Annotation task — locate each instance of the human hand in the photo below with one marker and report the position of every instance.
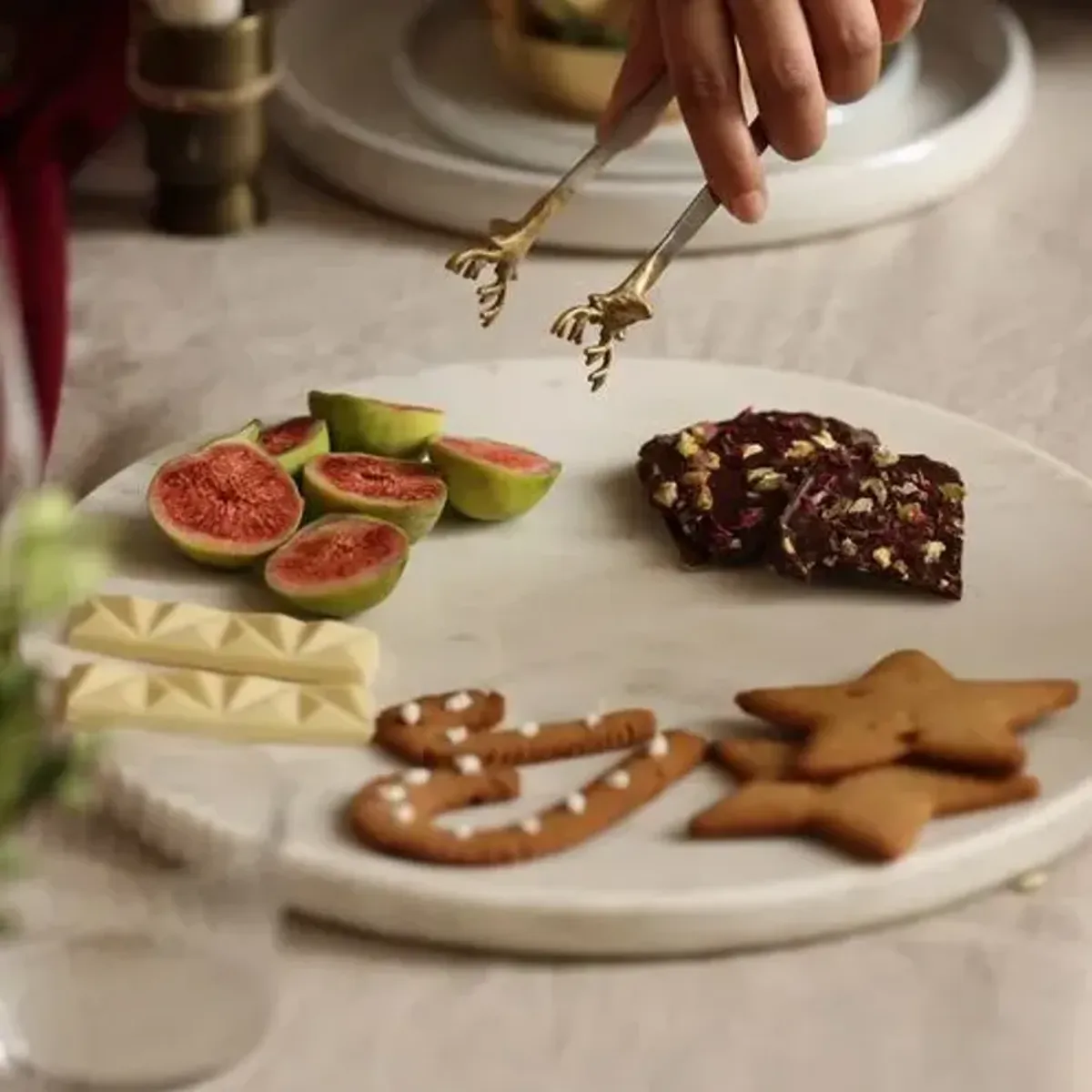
(798, 54)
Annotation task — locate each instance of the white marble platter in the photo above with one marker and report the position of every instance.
(582, 604)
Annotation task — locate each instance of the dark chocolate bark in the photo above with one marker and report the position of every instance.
(894, 519)
(721, 486)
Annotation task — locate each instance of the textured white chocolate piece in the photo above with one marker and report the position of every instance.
(188, 634)
(234, 708)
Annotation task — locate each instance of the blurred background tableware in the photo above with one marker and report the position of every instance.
(410, 107)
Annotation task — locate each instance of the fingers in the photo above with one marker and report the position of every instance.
(898, 17)
(847, 45)
(781, 63)
(698, 39)
(644, 64)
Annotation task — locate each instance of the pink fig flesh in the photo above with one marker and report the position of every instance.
(225, 505)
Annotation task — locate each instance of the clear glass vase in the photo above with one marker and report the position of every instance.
(119, 971)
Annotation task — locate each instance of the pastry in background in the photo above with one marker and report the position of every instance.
(563, 55)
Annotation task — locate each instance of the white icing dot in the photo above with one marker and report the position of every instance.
(458, 703)
(618, 779)
(469, 764)
(659, 746)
* * * * * * *
*Aim of the task*.
Each entry gets copied exactly; the pictures stay out.

*Your solution*.
Annotation task — locate each instance of the human hand in the photo below with one marker and report the position of every instance.
(798, 54)
Annotation task — locate each instance of the white marble platter in the photo above with one marker and report the position of every instance.
(582, 604)
Annotation task — locate each instance of the dark chocolate bark in the photo above with one marker and report the position of every instance.
(894, 519)
(721, 486)
Annotation task — locate each instance of the textured white chocolate piece in the photo above with one marker and report the position of every instance.
(188, 634)
(234, 708)
Annotation task — locate each instance of the blurred background tableware in the photo above with one marker and report the position of every instance.
(410, 107)
Annotation task — locate each instance of the fingers in the photo above with one marker and report the position of every instance.
(898, 17)
(847, 45)
(781, 63)
(698, 39)
(644, 64)
Annotation task — locate each instance of the pink fig flesh in the photo above with one marker and report the position of every instance.
(225, 505)
Annotation task — locate each instance of the clear glass vase in the photo above with one marker and report the position of every instance.
(119, 971)
Annotation task — locate each instance of the pastry in background in the photo above with one marker and report the position of every instance.
(563, 55)
Annotation task — locate each instance of the white icing dot in the photo above with one marker and report the position of every instance.
(458, 703)
(618, 779)
(469, 764)
(659, 746)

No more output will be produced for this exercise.